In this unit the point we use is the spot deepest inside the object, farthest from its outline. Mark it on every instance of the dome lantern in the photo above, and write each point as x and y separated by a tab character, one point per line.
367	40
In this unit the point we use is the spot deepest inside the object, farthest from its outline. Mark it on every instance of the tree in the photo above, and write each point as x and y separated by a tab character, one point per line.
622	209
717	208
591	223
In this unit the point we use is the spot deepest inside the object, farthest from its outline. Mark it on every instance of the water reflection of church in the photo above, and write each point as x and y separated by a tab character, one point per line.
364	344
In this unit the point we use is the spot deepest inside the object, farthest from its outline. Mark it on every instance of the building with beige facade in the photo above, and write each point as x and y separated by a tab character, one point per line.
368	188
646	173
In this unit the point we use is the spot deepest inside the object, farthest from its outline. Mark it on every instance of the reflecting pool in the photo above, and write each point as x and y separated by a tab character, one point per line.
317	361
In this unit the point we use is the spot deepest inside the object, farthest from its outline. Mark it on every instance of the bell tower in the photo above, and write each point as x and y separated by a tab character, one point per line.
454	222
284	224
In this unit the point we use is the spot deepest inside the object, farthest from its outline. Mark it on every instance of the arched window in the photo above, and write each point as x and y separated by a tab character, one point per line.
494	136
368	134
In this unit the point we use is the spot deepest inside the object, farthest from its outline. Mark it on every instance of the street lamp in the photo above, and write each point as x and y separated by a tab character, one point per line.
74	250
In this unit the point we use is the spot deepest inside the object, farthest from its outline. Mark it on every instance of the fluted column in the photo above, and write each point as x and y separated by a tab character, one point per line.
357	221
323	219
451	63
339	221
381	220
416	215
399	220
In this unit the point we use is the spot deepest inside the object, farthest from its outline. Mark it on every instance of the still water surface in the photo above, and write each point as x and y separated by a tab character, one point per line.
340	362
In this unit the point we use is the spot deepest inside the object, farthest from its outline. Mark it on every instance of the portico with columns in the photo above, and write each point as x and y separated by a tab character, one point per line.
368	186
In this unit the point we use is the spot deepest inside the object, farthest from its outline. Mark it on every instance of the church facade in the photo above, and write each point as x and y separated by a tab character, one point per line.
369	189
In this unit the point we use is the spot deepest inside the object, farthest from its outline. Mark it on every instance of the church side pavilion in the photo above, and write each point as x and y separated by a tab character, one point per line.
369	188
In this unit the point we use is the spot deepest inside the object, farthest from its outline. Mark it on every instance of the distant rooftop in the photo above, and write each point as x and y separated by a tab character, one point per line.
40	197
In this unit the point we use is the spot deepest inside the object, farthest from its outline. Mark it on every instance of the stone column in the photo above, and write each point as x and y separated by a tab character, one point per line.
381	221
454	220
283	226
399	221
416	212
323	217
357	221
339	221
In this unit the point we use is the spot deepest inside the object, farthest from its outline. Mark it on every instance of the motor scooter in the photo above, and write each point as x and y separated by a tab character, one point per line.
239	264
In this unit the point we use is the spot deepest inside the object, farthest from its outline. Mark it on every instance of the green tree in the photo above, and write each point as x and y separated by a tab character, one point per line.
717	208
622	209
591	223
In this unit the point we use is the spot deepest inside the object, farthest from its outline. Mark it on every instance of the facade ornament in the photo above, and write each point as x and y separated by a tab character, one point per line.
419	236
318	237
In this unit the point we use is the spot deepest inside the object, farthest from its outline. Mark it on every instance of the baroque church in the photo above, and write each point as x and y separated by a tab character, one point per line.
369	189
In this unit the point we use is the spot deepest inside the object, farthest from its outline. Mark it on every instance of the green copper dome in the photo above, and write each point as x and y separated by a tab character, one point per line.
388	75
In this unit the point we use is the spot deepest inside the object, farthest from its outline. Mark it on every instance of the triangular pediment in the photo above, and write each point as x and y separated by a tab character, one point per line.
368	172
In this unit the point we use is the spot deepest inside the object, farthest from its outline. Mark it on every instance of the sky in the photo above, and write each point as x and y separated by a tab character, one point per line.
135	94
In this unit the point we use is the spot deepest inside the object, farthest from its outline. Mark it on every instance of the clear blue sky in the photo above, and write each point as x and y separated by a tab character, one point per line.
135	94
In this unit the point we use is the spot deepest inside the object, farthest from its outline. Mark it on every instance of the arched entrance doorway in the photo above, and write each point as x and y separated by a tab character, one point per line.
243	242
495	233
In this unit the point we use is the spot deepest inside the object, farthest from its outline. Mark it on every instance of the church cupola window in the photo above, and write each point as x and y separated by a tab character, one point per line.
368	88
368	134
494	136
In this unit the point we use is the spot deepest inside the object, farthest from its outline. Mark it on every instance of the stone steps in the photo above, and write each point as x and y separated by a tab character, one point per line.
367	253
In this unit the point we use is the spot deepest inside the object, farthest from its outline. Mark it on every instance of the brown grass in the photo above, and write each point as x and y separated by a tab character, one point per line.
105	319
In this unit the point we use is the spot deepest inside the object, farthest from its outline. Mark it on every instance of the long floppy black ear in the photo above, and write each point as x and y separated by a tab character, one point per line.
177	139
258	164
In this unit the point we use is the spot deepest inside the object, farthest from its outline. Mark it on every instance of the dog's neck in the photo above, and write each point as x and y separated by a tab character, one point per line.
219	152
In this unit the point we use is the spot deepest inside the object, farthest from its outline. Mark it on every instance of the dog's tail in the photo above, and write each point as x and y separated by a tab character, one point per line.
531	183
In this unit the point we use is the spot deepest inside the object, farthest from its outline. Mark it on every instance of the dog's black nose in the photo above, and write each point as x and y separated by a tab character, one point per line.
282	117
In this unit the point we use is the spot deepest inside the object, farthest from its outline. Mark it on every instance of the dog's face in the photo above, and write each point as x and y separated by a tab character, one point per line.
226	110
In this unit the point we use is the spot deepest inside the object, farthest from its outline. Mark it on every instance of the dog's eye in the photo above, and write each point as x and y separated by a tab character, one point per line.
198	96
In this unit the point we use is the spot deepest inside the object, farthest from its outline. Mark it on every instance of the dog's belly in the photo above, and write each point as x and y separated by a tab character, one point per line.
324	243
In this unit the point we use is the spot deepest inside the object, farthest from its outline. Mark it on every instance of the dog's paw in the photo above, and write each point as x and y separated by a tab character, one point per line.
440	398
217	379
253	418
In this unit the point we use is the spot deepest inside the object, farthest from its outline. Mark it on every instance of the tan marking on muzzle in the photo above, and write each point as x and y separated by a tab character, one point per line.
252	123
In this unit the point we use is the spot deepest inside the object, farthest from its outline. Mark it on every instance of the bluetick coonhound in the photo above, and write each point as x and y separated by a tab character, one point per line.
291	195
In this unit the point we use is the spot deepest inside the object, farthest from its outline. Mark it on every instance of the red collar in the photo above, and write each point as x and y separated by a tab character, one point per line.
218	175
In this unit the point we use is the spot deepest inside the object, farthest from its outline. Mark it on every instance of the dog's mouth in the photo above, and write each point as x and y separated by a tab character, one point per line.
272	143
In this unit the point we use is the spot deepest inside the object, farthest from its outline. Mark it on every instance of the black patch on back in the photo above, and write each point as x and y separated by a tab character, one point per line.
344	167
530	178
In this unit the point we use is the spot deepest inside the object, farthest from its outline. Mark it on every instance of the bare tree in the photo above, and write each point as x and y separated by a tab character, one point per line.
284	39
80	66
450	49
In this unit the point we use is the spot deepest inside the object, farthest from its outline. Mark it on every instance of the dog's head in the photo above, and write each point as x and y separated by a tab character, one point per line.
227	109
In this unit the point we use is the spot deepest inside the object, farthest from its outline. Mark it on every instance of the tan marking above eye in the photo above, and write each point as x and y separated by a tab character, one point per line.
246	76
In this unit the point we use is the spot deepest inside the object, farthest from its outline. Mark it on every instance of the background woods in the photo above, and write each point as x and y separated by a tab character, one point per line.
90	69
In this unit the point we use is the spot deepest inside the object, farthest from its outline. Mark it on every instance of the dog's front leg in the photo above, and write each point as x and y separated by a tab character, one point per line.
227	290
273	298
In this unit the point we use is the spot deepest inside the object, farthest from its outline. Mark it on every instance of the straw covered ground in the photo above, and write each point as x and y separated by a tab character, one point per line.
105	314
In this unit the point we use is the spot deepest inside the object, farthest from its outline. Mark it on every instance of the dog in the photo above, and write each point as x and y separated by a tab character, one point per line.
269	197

===

Take the line that holds "of the dog in" as the first and the last line of the material as the final one. Print that span exactly, both ends included.

_Expected answer_:
In this unit the point we use is the spot deepest inside the object, farthest from its outline. Mark it on every instance of the dog in the photo above, and write each point as x and y separated by a tab character, one point per line.
269	197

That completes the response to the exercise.